**Passage shown:**
>>

The hospital was renamed in 2023 to a name resembling its original name, due to confusion with the privately operated Keck Hospital of USC located a half mile away.
Los Angeles General Medical Center is one of the largest public hospitals and medical training centers in the United States, and the largest single provider of healthcare in Los Angeles County. It provides healthcare services for the region's medically underserved, is a Level I trauma center and treats over 28 percent of the region's trauma victims (2005). It provides care for half of all sickle-cell anemia patients and those people living with AIDS in Southern California. Los Angeles General Medical Center provides a full spectrum of emergency, inpatient and outpatient services to all including indigent and Medi-Cal only recipients. These include medical, surgical, emergency/trauma, obstetrical, gynecological and pediatric services as well as psychiatric services for adults, adolescents and children.

<<

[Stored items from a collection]
>>

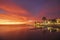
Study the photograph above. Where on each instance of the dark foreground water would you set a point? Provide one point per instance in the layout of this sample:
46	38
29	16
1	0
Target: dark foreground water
26	33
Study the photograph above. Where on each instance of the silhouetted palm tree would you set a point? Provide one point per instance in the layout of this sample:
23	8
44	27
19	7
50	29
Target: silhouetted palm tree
44	19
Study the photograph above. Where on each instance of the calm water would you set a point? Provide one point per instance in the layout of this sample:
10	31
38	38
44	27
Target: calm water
26	33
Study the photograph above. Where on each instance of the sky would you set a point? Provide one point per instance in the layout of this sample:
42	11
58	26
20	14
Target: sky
23	10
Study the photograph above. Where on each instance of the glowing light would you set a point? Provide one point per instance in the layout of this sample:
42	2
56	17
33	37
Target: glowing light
10	22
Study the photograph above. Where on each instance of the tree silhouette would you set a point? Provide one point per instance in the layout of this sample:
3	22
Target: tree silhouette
44	19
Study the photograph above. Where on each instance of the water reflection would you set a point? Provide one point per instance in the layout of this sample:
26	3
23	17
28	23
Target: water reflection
25	33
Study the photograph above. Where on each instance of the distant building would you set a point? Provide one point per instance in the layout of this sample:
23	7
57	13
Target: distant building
58	20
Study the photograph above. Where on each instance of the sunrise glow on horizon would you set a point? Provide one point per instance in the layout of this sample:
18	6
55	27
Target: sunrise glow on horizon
6	22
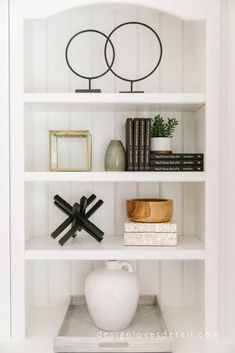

<<

**Problem statement:** In the passage about Los Angeles General Medical Center, list every type of service named in the sentence that begins "These include".

**Written reply:**
- Medical
- Surgical
- Emergency/trauma
- Obstetrical
- Gynecological
- Pediatric
- Psychiatric (for adults, adolescents and children)